### Work instruction
Return every line from the records below in which the word "imagine" is found.

### Task inputs
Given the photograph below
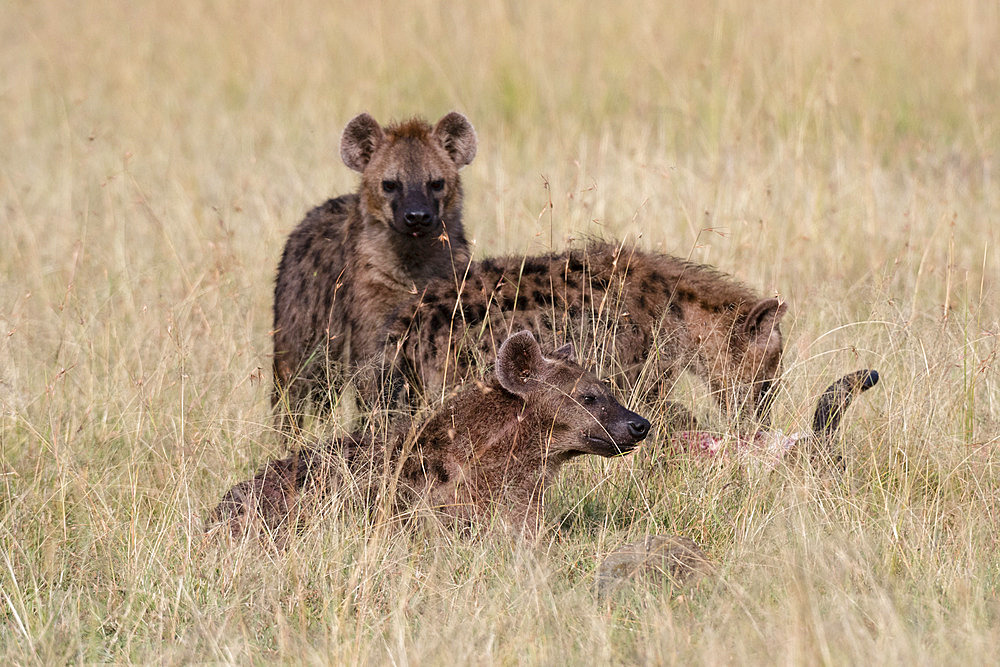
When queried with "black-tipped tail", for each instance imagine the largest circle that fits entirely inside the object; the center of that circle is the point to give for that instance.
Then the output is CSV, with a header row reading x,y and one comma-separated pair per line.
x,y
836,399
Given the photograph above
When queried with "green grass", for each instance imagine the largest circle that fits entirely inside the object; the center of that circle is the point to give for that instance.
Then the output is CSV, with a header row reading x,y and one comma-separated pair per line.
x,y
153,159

--

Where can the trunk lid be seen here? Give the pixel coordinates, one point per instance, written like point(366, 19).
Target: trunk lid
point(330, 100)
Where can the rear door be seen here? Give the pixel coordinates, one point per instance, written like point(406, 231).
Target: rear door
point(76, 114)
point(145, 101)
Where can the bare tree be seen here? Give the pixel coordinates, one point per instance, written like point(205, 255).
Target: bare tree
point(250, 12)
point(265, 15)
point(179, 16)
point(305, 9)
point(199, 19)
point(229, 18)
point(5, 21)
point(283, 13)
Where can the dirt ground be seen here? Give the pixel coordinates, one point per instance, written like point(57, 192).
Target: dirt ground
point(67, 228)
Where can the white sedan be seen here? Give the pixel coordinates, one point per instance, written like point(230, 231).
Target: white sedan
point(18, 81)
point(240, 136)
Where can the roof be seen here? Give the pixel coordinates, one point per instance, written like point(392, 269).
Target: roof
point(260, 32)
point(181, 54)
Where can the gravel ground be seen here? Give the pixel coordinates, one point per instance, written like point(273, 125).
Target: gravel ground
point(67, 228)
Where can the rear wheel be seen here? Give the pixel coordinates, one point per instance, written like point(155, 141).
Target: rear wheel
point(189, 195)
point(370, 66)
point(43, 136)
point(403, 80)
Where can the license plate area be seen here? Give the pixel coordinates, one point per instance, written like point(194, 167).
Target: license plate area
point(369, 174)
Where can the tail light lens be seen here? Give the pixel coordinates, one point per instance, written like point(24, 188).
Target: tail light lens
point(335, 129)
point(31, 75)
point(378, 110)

--

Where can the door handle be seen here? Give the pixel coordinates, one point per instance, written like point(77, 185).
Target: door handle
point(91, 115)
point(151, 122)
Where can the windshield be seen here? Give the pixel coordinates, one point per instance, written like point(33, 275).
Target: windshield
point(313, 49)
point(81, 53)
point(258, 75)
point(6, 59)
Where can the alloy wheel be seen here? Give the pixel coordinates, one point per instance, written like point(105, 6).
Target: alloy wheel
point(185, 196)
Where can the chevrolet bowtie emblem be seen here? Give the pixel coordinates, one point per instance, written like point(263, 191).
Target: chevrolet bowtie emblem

### Completed task
When queried with "black-tipped tail", for each instance imagine the largest circle that fits entirely inside the object; the center of that circle is the point to give for that instance.
When queried with "green grass", for each instance imagine the largest circle that fits entirely inside the object; the center of that circle is the point to give for that instance.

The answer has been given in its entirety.